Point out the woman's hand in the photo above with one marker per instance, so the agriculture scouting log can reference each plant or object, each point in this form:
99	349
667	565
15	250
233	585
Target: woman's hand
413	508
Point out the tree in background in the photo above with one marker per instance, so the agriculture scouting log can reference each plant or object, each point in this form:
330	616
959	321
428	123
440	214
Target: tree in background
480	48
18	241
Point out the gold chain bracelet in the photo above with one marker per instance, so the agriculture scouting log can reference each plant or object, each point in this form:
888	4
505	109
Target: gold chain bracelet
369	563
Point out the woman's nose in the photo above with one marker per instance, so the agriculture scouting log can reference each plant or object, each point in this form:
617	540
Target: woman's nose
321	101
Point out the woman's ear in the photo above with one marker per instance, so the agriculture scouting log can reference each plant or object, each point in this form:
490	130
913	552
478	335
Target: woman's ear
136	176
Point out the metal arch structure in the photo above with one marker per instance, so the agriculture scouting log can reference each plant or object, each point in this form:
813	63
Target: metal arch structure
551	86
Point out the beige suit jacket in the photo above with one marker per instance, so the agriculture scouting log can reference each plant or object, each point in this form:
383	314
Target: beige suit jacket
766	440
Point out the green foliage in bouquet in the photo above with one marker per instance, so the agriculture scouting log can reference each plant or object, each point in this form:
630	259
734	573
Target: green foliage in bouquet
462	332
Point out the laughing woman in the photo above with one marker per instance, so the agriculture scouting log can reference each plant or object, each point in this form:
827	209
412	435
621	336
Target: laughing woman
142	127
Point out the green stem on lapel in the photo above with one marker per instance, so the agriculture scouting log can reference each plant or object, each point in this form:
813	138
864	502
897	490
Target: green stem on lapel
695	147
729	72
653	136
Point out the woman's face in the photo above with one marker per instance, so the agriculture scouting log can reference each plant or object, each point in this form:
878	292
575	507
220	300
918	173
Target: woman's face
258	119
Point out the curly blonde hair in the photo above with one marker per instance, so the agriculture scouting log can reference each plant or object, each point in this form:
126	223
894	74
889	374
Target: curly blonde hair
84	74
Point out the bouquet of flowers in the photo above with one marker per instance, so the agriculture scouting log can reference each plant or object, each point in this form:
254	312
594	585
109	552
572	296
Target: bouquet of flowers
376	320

=-=-=

• **SHORT PROBLEM**
Extract every line above verbatim, keeping the original order, spacing, and tabs.

• **TASK OUTPUT**
Point out the woman's hand in the photo above with one marker per instance, so the agriculture scouting log can reference each plant or object, each point in this form:
99	349
667	565
15	250
233	585
Target: woman's hand
413	508
Point out the tree in background in the photo above with one marker per instance, so the agriculture scouting log can reference each plant or object, each point in this form:
330	616
959	321
428	123
440	214
Target: tree in background
480	48
18	241
Point out the gold chain bracelet in the photo above with one marker per instance, so the agriculture scouting log can reference each plant or object, each point in this form:
888	4
505	109
Target: gold chain bracelet
369	563
Point out the woman's nose in the photo above with one marker per instance, so the agriculture scouting log can reference each plant or object, each point in this form:
617	540
Target: woman's nose
321	101
Point out the woman's ear in the photo above with one marker per instance, so the agriculture scouting log can reference each plant or object, each point in this form:
490	130
913	552
478	335
Target: woman's ear
136	176
Point out the metal arch structure in the photo above with one marker per instance, so the agriculture scouting log can reference each plant or object, each point in this form:
813	63
Target: metal arch structure
551	86
Point out the beige suit jacket in the photo above with one marker per instance, so the agriculture scouting log can reference each plant or object, each point in this form:
383	314
Target: beige suit jacket
766	440
Point out the green foliage in bouquet in the photo above with one marker per instance, so the agriculture scouting log can reference each plant or object, each point in this form:
630	259
734	573
Target: green foliage in bouquet
462	332
Point out the laughing woman in the photo above with one marker per instance, so the agriculture scouting log can reference each plant or object, each point in this form:
827	209
412	435
621	336
Target: laughing woman
142	127
Point out the green stem on lapel in the photo above with one marker per instance, so the agriculture scouting log can reference each plant or object, each point in this form:
813	138
864	502
897	490
Target: green stem on lapel
695	147
729	72
653	136
Point out the woman's face in the photo above with one marker per instance, so the agriculture scouting log can reference each plant or object, each point in this form:
878	292
575	507
220	300
918	173
Target: woman's face
258	119
Point out the curly blonde hair in the photo above with one marker per instance, so the agriculture scouting log can reference each plant or object, each point in this form:
126	223
894	74
889	374
Target: curly blonde hair
84	74
Point out the bouquet of flowers in the photo above with one marker per instance, so the agriculture scouting log can reference each plant or object, each point in this form:
254	312
594	585
109	552
572	296
Target: bouquet of flowers
376	320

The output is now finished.